## Text segment
┄┄┄┄┄┄┄┄┄┄┄┄┄┄┄┄┄┄┄┄

What is it?

From bibtex.org... "Bibtex stands for a tool and a file format which are used to describe and process lists of references, mostly in conjunction with LaTeX documents."

References stored in the bibtex format can be transformed into human-readable reference lists in a variety of forms, using the Bibtex and LaTeX tools.

How do I get data in this format?

Bibtex is a common format for storing bibliographic data. Many personal reference management programs such as EndNote can output their bibliographic data to the Bibtex format. Also, many internet resources containing bibliographic data, such as CiteSeer or Publish or Perish, provide the option of downloading bibliographic data in the Bibtex format.

How is it used in Network Workbench?

Currently Bibtex files (ending in .bib) can be loaded as tables of bibliographic data into Network Workbench, where various networks can be extracted from them using the Extract Co-Occurrence Network from Table algorithm, or, depending on the source, Burst Detection can be performed.

┄┄┄┄┄┄┄┄┄┄┄┄┄┄┄┄┄┄┄┄

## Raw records

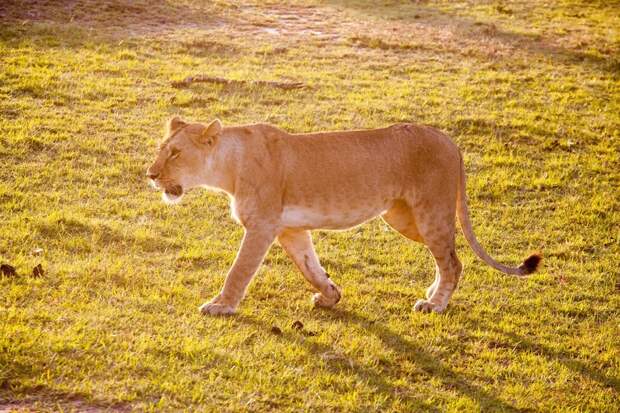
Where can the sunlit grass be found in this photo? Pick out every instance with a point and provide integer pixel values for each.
(529, 90)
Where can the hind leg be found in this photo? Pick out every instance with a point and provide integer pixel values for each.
(436, 230)
(448, 272)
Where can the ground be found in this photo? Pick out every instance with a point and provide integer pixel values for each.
(530, 90)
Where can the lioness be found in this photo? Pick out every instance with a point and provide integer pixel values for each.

┄┄┄┄┄┄┄┄┄┄┄┄┄┄┄┄┄┄┄┄

## What you will do
Please copy out the Bibtex overview word for word, from its first line to its last. This data has no connection to the Bibtex overview.

## Correct answer
What is it?

From bibtex.org... "Bibtex stands for a tool and a file format which are used to describe and process lists of references, mostly in conjunction with LaTeX documents."

References stored in the bibtex format can be transformed into human-readable reference lists in a variety of forms, using the Bibtex and LaTeX tools.

How do I get data in this format?

Bibtex is a common format for storing bibliographic data. Many personal reference management programs such as EndNote can output their bibliographic data to the Bibtex format. Also, many internet resources containing bibliographic data, such as CiteSeer or Publish or Perish, provide the option of downloading bibliographic data in the Bibtex format.

How is it used in Network Workbench?

Currently Bibtex files (ending in .bib) can be loaded as tables of bibliographic data into Network Workbench, where various networks can be extracted from them using the Extract Co-Occurrence Network from Table algorithm, or, depending on the source, Burst Detection can be performed.